EXERCICE ÉCRIT
Donnez sous forme de liste JSON de chaînes les lignes des entrées ci-dessous, une chaîne par ligne et sans les lignes vides. Commencez à la ligne qui contient « Please identify the boulder » et allez jusqu'à la fin des entrées.

DONNÉES FOURNIES
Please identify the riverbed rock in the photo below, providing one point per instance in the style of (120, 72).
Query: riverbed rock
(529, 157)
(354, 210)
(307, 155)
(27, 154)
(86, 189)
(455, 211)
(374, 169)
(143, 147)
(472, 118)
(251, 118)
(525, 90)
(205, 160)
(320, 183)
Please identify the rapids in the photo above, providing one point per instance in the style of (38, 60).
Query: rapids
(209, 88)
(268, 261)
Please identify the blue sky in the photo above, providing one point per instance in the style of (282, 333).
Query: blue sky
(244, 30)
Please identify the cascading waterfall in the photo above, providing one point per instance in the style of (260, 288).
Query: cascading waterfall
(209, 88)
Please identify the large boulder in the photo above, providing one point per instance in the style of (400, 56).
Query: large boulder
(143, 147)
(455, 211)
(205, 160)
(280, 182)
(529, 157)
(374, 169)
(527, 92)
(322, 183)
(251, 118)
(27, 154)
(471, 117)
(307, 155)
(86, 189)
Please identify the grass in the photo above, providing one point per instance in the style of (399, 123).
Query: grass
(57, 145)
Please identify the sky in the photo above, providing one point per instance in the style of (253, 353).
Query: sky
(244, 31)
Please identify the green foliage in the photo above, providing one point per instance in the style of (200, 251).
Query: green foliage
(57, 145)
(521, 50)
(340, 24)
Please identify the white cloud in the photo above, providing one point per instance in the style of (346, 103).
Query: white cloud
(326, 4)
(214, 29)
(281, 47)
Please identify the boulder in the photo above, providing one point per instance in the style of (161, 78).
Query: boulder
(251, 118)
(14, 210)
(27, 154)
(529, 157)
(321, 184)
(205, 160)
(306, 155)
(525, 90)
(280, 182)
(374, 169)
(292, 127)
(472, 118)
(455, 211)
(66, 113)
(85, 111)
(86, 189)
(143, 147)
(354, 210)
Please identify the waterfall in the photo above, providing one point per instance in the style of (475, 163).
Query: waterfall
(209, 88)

CORRIGÉ
[
  "Please identify the boulder in the photo above, providing one point per instance in the style of (161, 78).",
  "Query: boulder",
  "(251, 118)",
  "(14, 210)",
  "(27, 154)",
  "(529, 157)",
  "(321, 184)",
  "(205, 160)",
  "(306, 155)",
  "(525, 90)",
  "(280, 182)",
  "(374, 169)",
  "(292, 127)",
  "(472, 118)",
  "(455, 211)",
  "(66, 113)",
  "(85, 111)",
  "(86, 189)",
  "(143, 147)",
  "(354, 210)",
  "Please identify the waterfall in the photo above, providing one point per instance in the style of (475, 163).",
  "Query: waterfall",
  "(209, 88)"
]